_Data for processing_:
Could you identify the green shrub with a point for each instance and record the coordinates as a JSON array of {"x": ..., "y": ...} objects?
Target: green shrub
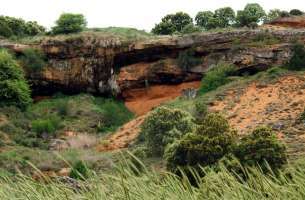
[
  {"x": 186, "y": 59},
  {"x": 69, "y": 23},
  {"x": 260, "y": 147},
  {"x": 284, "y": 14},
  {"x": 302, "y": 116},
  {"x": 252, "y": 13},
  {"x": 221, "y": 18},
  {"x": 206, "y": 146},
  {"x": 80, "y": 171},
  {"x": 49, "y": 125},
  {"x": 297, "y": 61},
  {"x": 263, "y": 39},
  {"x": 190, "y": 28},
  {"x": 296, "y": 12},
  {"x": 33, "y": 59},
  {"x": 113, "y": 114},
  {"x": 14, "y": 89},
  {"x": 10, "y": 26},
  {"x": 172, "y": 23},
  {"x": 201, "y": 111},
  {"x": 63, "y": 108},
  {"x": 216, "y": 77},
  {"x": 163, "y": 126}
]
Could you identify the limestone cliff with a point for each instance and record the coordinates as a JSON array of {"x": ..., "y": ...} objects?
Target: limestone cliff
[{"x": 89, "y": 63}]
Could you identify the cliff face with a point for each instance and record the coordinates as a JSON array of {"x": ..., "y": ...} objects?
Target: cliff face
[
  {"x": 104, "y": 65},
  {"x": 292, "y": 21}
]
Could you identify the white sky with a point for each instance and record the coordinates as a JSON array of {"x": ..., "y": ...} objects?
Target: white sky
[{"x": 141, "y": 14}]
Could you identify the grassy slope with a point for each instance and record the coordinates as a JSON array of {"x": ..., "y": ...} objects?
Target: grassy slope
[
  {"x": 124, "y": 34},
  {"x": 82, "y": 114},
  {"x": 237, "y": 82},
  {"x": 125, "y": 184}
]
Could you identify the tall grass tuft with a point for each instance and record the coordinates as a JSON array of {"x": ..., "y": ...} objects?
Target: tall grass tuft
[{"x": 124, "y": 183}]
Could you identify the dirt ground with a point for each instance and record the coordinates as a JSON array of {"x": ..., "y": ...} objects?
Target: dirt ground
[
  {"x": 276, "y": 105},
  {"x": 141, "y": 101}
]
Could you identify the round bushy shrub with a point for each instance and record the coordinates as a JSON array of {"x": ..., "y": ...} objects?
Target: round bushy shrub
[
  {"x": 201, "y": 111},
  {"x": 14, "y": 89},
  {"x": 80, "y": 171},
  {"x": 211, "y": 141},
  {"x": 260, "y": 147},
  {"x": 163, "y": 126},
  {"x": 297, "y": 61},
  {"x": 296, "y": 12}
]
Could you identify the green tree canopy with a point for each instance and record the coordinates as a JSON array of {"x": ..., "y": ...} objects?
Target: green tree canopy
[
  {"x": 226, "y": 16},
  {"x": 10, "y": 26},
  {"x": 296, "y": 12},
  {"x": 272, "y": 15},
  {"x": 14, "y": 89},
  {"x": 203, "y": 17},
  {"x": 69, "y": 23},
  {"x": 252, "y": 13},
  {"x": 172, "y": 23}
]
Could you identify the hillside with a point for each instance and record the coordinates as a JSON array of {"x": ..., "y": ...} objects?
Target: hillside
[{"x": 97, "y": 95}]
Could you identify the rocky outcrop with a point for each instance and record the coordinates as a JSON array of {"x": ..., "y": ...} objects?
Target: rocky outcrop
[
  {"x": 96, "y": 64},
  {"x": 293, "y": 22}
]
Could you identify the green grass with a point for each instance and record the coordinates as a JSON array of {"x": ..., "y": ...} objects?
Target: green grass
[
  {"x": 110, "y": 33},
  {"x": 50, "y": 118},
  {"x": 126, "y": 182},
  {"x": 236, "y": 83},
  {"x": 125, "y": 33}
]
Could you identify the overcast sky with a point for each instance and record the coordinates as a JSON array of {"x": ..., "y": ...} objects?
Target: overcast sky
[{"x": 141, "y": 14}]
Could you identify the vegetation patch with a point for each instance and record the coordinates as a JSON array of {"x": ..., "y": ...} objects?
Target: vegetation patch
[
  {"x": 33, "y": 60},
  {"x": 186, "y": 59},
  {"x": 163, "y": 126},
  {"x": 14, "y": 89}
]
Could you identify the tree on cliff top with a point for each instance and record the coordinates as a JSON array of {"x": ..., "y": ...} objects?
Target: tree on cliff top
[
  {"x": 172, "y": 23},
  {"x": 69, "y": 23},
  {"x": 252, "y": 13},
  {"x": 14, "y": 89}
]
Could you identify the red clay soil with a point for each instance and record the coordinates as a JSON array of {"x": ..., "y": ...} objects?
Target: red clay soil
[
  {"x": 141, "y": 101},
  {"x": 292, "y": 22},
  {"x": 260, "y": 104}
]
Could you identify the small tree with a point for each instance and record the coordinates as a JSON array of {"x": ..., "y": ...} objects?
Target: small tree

_The request_: The line containing "Could you identify the overcast" marks the start; retype it and each line after it through the end of the records above, exactly.

_Finished task_:
Could you identify the overcast sky with a point for each instance and record the coordinates as a JSON array of {"x": ..., "y": ...} objects?
Target: overcast sky
[{"x": 141, "y": 14}]
Could you identify the vegetation patch with a point for each instance and record the coordinates as a JSON array of {"x": ..., "y": ...} objects?
Target: vegetation patch
[
  {"x": 33, "y": 60},
  {"x": 186, "y": 59},
  {"x": 163, "y": 126},
  {"x": 14, "y": 89}
]
Could you identify the tree on cliff top with a point for each instance and record the coordinates as a JSON array of {"x": ..., "y": ...} objects?
Target: tree on cliff top
[
  {"x": 172, "y": 23},
  {"x": 69, "y": 23},
  {"x": 252, "y": 13},
  {"x": 14, "y": 89}
]
Could you identify the red clay soil with a point for each instance and record the coordinates as a JSON array of {"x": ..., "y": ...} objects?
Target: red clay soil
[
  {"x": 141, "y": 101},
  {"x": 292, "y": 22},
  {"x": 260, "y": 104}
]
Could you identify the small tree with a point for each instance and record the coordinates as a JSON array of {"x": ..., "y": ...} objects?
Target: small tree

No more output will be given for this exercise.